*WORK TO COMPLETE*: How many lines in the items below contain the word "grassy"? Give only the number.

*Stored items from a collection*:
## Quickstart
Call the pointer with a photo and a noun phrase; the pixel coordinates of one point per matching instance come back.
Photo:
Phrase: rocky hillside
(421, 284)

==

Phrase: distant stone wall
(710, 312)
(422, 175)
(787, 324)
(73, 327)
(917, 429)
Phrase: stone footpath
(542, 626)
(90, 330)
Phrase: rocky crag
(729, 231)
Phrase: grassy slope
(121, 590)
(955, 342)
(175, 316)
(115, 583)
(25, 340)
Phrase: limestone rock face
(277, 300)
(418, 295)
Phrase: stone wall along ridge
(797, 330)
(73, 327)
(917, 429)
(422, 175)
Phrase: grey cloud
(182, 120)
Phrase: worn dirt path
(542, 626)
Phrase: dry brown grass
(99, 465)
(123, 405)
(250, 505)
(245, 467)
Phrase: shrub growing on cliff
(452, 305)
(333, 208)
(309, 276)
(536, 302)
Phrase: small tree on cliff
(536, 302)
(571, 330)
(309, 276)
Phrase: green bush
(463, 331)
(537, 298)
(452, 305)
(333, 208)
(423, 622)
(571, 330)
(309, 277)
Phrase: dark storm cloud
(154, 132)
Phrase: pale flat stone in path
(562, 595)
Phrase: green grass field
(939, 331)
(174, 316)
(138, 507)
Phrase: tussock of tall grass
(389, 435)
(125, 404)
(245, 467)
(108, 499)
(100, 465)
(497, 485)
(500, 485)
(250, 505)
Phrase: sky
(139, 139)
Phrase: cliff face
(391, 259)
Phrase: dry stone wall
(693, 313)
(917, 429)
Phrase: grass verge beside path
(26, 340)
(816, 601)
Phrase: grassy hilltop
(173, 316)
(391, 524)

*OUTPUT OF THE EXERCISE*: 2